● EXERCISE DETAILS: Copy the stretch of material from its beginning through the line containing "[814,65,1102,329]", both ends included, reproducing each line unchanged.

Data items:
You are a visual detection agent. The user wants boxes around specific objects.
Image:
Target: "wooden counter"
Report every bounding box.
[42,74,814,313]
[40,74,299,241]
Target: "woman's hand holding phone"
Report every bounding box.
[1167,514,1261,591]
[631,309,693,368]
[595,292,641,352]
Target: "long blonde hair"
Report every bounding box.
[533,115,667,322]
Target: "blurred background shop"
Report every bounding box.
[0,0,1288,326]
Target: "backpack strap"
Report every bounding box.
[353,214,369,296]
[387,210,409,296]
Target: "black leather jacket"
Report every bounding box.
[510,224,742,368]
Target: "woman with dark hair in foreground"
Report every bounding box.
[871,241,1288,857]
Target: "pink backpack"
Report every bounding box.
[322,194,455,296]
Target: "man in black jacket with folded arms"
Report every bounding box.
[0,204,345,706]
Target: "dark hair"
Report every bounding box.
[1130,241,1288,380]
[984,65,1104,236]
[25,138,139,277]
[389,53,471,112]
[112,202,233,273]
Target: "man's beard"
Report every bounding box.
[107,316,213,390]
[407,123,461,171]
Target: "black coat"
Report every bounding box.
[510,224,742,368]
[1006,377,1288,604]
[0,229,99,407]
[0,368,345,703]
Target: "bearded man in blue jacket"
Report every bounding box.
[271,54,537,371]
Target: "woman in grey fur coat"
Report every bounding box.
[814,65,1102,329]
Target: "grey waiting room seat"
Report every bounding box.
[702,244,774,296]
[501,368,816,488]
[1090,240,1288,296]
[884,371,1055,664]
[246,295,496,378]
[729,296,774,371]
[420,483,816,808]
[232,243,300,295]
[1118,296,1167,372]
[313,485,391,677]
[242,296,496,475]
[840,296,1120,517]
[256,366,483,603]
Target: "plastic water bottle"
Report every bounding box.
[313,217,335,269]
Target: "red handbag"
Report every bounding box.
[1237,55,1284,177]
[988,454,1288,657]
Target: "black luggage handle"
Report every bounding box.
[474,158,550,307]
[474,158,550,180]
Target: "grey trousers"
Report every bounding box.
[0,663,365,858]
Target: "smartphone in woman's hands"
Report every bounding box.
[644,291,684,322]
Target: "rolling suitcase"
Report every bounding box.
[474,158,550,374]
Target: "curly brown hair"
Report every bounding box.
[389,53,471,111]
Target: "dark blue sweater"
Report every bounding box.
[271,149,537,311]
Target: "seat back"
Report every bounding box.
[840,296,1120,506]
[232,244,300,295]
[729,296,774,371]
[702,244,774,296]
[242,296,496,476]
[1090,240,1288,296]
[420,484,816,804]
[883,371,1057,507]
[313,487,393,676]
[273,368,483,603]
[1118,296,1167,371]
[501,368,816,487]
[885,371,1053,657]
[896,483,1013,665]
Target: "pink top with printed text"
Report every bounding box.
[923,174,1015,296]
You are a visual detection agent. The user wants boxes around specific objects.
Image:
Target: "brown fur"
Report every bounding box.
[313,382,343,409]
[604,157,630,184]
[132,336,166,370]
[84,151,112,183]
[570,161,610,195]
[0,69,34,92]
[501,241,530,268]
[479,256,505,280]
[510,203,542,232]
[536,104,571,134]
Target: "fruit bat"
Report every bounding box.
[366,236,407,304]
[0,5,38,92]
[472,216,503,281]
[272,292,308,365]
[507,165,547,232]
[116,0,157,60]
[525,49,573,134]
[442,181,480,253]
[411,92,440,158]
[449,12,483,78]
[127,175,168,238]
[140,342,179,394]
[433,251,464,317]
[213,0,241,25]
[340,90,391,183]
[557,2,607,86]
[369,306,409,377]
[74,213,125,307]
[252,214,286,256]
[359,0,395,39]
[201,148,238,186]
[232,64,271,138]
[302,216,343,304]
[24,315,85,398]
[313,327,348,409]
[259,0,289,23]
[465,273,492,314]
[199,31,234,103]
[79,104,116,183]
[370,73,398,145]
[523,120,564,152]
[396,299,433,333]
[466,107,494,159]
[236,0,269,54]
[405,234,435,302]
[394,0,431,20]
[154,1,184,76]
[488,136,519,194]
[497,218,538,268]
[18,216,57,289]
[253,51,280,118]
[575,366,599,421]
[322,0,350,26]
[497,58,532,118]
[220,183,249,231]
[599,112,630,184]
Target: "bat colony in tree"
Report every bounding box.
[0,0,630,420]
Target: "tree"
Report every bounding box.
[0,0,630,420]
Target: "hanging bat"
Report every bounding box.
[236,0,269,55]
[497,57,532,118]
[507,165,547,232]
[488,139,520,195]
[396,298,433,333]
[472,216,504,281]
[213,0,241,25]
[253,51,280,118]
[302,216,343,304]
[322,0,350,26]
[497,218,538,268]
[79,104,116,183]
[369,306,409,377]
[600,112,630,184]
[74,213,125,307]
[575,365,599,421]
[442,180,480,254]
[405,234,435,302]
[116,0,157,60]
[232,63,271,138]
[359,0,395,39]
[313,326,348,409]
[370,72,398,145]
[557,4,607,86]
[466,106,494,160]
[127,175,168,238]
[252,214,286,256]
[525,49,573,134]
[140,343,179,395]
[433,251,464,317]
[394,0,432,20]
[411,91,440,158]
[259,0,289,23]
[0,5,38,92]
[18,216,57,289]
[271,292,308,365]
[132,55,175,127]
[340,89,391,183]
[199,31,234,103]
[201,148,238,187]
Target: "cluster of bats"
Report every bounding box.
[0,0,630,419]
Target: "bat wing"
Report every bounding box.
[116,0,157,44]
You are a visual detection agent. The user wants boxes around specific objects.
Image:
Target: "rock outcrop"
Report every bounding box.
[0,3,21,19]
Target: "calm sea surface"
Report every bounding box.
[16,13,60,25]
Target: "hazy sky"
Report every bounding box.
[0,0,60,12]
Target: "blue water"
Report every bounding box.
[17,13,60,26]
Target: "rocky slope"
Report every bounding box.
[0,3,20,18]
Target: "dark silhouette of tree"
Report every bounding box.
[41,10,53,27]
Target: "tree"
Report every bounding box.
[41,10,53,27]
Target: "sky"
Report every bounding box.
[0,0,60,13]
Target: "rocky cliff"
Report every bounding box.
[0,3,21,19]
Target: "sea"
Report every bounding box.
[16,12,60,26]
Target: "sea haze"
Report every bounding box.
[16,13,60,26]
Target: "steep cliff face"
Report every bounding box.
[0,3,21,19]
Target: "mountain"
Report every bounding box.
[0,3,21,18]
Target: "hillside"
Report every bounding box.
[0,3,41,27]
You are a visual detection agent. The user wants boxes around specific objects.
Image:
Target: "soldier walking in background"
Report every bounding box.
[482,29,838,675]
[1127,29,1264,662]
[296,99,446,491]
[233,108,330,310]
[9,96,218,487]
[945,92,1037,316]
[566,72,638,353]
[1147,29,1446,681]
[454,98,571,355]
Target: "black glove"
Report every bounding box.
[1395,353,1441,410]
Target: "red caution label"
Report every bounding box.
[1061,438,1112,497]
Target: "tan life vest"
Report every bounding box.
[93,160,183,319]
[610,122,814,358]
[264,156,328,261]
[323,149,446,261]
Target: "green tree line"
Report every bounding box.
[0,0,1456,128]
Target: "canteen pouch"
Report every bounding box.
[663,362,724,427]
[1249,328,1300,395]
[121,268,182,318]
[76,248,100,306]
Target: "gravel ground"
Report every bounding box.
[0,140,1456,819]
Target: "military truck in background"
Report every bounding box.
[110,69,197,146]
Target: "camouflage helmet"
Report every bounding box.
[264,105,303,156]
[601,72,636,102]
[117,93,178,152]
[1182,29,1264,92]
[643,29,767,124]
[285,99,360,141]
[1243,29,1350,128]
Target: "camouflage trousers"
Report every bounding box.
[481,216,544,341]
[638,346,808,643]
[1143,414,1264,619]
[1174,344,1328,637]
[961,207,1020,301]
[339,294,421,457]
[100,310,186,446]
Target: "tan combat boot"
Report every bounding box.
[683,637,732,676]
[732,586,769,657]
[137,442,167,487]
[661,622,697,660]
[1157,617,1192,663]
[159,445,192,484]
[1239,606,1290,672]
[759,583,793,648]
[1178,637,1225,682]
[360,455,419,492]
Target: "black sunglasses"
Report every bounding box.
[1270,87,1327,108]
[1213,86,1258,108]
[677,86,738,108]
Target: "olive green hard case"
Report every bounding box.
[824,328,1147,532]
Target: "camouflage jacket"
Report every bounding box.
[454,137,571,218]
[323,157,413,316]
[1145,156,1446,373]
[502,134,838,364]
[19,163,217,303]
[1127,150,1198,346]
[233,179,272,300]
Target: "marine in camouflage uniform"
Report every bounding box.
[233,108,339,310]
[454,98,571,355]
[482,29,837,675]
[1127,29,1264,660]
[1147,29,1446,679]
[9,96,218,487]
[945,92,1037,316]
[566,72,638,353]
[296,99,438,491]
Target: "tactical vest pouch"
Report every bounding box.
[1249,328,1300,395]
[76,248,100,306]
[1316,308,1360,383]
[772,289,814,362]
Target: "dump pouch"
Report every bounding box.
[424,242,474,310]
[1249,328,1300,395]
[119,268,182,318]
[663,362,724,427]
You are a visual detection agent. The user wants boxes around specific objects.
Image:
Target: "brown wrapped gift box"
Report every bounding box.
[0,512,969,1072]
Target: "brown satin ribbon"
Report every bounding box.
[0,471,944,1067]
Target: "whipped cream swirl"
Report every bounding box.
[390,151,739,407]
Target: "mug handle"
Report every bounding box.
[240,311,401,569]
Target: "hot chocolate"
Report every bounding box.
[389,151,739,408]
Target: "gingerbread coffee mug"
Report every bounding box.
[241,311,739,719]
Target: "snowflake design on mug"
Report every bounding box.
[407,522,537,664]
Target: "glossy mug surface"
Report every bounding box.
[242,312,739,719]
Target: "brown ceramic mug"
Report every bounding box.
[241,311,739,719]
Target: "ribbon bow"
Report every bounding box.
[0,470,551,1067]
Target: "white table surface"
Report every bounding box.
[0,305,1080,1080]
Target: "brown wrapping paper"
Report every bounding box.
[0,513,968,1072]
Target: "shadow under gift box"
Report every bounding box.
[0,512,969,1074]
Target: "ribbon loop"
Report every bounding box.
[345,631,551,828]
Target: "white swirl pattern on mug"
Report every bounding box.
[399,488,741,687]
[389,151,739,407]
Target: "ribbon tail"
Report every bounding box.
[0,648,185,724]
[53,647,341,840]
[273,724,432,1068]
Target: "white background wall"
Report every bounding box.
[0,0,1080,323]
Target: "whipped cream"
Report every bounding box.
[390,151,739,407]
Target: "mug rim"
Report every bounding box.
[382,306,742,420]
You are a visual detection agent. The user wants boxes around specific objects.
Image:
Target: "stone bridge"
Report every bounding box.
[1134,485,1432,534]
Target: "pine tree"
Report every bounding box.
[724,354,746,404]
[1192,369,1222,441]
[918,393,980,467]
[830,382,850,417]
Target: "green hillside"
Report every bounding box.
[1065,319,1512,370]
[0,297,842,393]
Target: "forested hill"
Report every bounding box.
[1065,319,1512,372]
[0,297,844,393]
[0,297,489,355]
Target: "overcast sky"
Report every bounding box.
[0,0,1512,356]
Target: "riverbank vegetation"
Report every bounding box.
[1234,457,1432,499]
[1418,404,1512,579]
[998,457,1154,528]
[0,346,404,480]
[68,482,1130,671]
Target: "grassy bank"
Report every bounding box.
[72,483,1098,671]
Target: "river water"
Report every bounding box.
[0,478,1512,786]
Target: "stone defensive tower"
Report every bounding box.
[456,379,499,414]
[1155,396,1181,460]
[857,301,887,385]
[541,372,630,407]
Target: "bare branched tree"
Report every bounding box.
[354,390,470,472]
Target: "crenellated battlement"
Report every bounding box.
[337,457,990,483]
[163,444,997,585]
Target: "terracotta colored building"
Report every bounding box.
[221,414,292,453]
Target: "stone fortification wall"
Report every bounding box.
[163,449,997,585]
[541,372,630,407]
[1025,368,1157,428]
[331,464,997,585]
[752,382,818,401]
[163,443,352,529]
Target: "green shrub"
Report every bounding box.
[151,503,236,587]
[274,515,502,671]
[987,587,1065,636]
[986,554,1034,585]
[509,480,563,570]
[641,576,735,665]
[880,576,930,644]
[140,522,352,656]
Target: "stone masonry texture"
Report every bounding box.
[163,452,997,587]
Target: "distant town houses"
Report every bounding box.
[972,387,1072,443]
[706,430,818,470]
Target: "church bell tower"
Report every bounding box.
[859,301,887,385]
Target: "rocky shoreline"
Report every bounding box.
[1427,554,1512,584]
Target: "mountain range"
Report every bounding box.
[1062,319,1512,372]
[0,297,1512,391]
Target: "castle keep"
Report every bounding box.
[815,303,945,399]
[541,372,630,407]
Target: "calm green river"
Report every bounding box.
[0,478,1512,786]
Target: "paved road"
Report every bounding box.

● FINISHED ANSWER:
You are a visual detection agent. The user wants boxes around specific objects.
Image:
Target: "wooden counter"
Report every bounding box.
[42,74,814,313]
[40,74,299,241]
Target: "woman's hand holding phone"
Report every bounding box.
[1167,514,1261,591]
[631,309,693,368]
[595,292,641,352]
Target: "long blonde hair"
Report every bounding box.
[533,115,667,322]
Target: "blurred background shop"
Report every bounding box.
[0,0,1288,326]
Target: "backpack strap"
Report every bounding box.
[353,214,369,296]
[387,210,409,296]
Target: "black leather jacket"
Report every bounding box.
[510,224,742,368]
Target: "woman with dark hair in foreground"
Report every bounding box.
[871,241,1288,857]
Target: "pink backpack"
Report every bounding box.
[322,194,455,296]
Target: "man in black jacket with folded arms"
Report every bounding box.
[0,204,345,706]
Target: "dark hair"
Report every bounding box.
[1130,241,1288,380]
[984,65,1104,236]
[25,138,139,277]
[389,53,471,112]
[112,202,233,273]
Target: "man's beard"
Report every bounding box.
[107,316,213,390]
[407,123,461,171]
Target: "black coat"
Report every bounding box.
[510,224,742,368]
[1006,377,1288,604]
[0,229,99,407]
[0,368,345,703]
Target: "bearded man in blue jacket"
Report every bounding box.
[271,54,537,371]
Target: "woman in grey fur coat"
Report every bounding box.
[814,65,1102,329]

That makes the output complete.